## Source passage
The attitudes section (11 items, refer to [Table 4]) examined practical and psychological barriers: fatalistic views, anticipated pain, embarrassment, logistical challenges, cost concerns, and fear of bad news. Scores ≤ 5 reflected negative attitudes.

Table 4

Questions of women attitude for cervical cancer

Barrier category

Specific concern

Endorsed (“Yes”) n

Endorsed (“Yes”) %

Psychological

Fatalistic attitude about cancer

57

41.6

Fear of abnormal results

65

47.4

Uneasy discussing cancer

57

41.6

Worry about early cancer signs

80

58.4

Physical/Emotional

Expectation of pain during Pap smear

68

49.6

Perception of procedure as embarrassing

66

48.2

Practical

Difficulty taking time off

42

30.7

Challenges accessing clinic

51

37.2

Work schedule conflicts

50

36.5

Financial

Perceived high cost of screening

56

41.6

Clinical misconception

Belief screening is unnecessary without symptoms

71

51.8

Statistical analyses were performed using SPSS version 25. After computing descriptive statistics (frequencies, percentages, means, and standard deviations) for participant characteristics, we examined associations between demographic variables and knowledge/belief/attitude scores. For categorical comparisons, we employed chi-square tests, supplementing with Fisher's exact test when cell counts fell below 10 to maintain statistical validity. This analytical approach allowed us to identify significant patterns while accounting for the study's sample size limitations.


Result

The study included 137 participants with a mean age of 40 ± 11.7 years (range: 18–66). [Table 1] presents the demographic characteristics showing that most participants were married (66.4%), had university education (43.8%), and were unemployed (51.8%). The largest age group was 40 to 50 years (34.3%).

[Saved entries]
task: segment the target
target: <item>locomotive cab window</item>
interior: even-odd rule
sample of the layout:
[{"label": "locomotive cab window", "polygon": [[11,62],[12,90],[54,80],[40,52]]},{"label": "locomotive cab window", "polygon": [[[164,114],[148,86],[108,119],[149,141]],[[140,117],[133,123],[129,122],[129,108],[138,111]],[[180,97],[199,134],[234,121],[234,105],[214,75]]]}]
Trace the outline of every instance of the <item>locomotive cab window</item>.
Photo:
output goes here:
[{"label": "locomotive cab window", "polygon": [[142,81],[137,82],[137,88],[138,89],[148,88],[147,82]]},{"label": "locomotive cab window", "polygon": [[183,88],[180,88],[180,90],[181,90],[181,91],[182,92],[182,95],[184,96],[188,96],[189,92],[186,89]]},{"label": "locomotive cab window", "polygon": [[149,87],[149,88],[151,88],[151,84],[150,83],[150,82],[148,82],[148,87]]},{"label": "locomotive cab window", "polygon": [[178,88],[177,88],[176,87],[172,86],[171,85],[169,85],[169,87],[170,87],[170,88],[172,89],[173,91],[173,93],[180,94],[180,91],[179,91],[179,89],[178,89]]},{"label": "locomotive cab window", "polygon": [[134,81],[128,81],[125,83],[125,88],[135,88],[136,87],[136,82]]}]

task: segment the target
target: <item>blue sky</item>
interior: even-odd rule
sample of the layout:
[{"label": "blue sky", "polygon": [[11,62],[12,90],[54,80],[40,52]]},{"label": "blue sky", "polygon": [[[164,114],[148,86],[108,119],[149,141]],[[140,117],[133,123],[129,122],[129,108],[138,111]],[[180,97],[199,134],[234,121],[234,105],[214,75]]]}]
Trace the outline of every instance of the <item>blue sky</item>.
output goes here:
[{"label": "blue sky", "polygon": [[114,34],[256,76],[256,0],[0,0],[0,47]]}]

## Activity list
• 1. Could you copy everything from "The attitudes section" down to "reflected negative attitudes." in the cervical screening study text, switching "embarrassment" to "shame"?
• 2. Can you pick up the cervical screening study text after its final sentence and carry it on?

## Responses to the exercise
• 1.
The attitudes section (11 items, refer to [Table 4]) examined practical and psychological barriers: fatalistic views, anticipated pain, shame, logistical challenges, cost concerns, and fear of bad news. Scores ≤ 5 reflected negative attitudes.

• 2.
Knowledge of Respondents on Cervical Cancer

[Table 2] summarizes participants' awareness and knowledge of cervical cancer screening. While nearly two-thirds (63.5%) reported familiarity with cervical cancer, only one-third learned about it through formal channels (24.1% from media, 16.1% from doctors). Critical knowledge gaps emerged: fewer than 20% could identify risk factors, and only 37.2% recognized symptoms. Although 56.2% had heard of Pap smears and 52.6% understood their purpose, just 38% were aware of HPV vaccination. Most strikingly, only 16% had ever undergone Pap smear screening, revealing a significant disparity between awareness and preventive action.

[Table 3] summarizes participant agreement with four critical beliefs about cervical cancer screening. Less than half (43.1%) endorsed initiating Pap smears at marriage onset, while only 29.9% supported discontinuing screening after menopause. Notably, just 12.4% believed Pap smears fail to reduce mortality, though 36.5% incorrectly thought normal results obviate future screening. These findings reveal persistent misconceptions about screening protocols and effectiveness.

[Table 4] reveals multiple dimensions of attitude and screening barriers, with psychological concerns being most prevalent. Over half of the participants (58.4%) expressed anxiety about potential early cancer detection, while nearly half anticipated pain (49.6%) or embarrassment (48.2%). Practical obstacles like clinic access (37.2%) and time constraints (30.7%) were reported less frequently than the widespread misconception that asymptomatic women do not need screening (51.8%). Financial concerns affected 41.6% of respondents, similar to the rate of fatalistic attitudes (41.6%).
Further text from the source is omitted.